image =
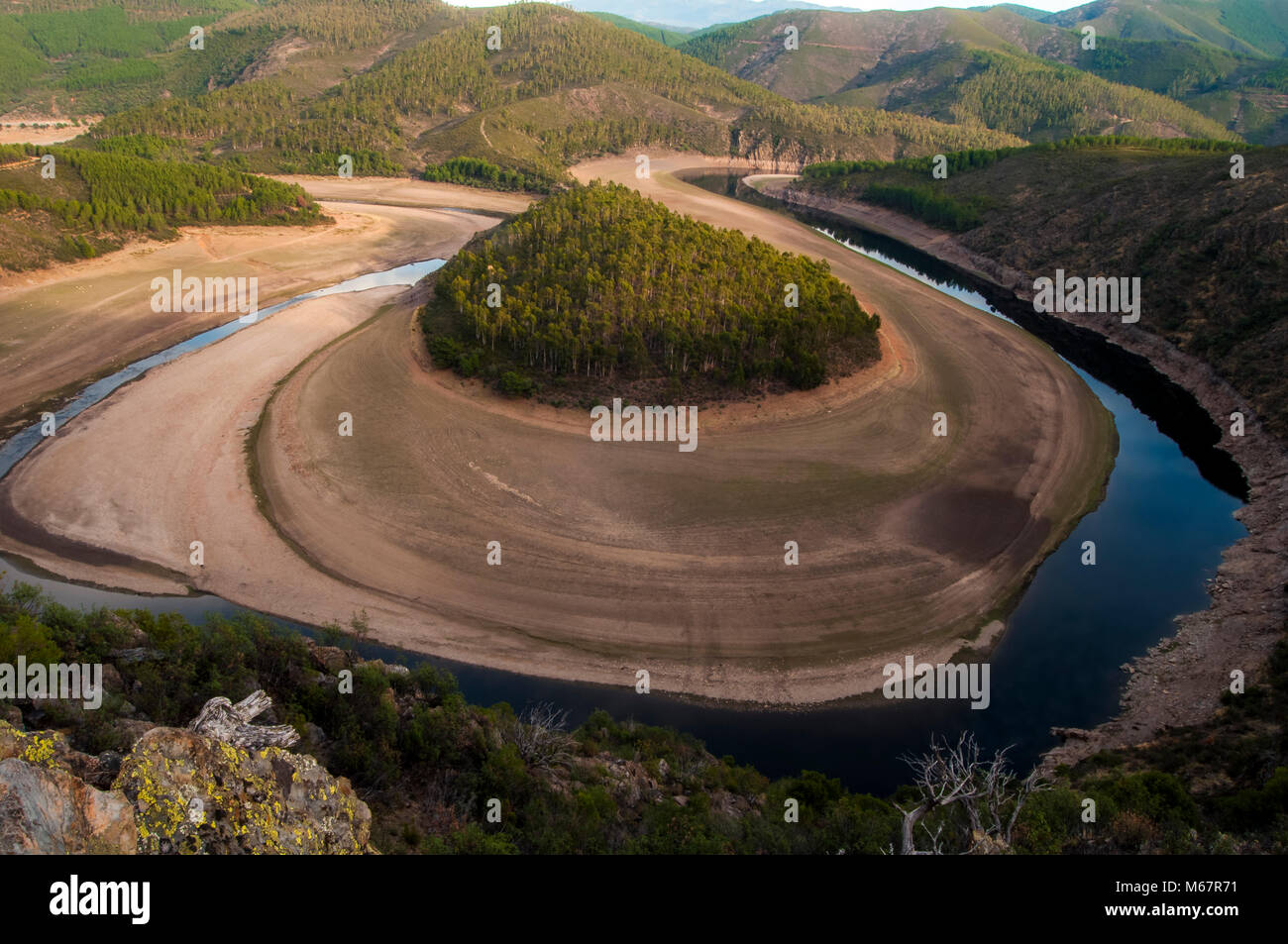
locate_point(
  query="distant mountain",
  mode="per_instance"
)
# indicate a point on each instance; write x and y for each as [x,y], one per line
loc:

> **EXERCISE**
Please print the data above once more, exactly and without images.

> **WRITTEN ANSWER**
image =
locate_point(
  query="distant mountain",
  mode="per_instance"
)
# indicate a point on each instance; write x and y for each as [x,y], one per line
loc:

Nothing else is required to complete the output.